## [Exercise brief]
Reproduce the whole of the records exactly, and make sure no picture is carried into the result.

(Collected data entries)
···

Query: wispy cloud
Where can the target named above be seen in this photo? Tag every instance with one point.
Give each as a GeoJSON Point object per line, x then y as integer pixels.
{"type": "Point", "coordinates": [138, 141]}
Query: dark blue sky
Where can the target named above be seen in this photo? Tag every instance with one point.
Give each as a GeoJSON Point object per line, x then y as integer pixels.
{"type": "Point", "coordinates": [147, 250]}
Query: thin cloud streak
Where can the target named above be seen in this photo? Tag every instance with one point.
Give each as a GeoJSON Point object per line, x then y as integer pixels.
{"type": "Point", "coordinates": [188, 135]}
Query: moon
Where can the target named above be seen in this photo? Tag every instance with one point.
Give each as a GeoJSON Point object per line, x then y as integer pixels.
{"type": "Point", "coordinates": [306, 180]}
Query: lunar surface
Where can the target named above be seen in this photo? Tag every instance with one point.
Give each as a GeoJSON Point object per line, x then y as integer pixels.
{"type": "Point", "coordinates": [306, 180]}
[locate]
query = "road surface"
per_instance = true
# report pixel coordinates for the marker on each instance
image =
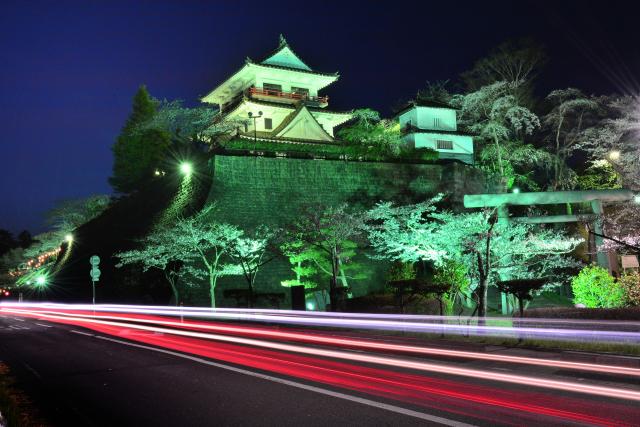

···

## [Exercise output]
Query: wispy cloud
Where can the target named above be seen in this photo? Tag every instance with one point.
Give each as a GeoJSON Point object per line, x then y as integer pixels.
{"type": "Point", "coordinates": [138, 141]}
Query: dark blue sky
Where can the target named above be seen in this photo? Tag every instance with one point.
Give each as a GeoJSON Point object per line, x then y as integer pixels.
{"type": "Point", "coordinates": [147, 250]}
Query: thin cloud streak
Where can the target named above be seen in this photo? Tag every instance with one point.
Give each as a GeoJSON Point object per line, x then y as integer pixels.
{"type": "Point", "coordinates": [188, 135]}
Query: moon
Where can the target named above be seen in this photo? Tag every instance with one point.
Give each as a GeoJSON Point object per line, x then y as integer pixels.
{"type": "Point", "coordinates": [306, 180]}
Query: lunar surface
Where can the target named above be seen in this photo? Tag every instance with one point.
Give each as a GeoJSON Point object per line, x then y as integer pixels.
{"type": "Point", "coordinates": [306, 180]}
[locate]
query = "road surface"
per_instance = true
# report pixel coordinates for the marker on each instance
image =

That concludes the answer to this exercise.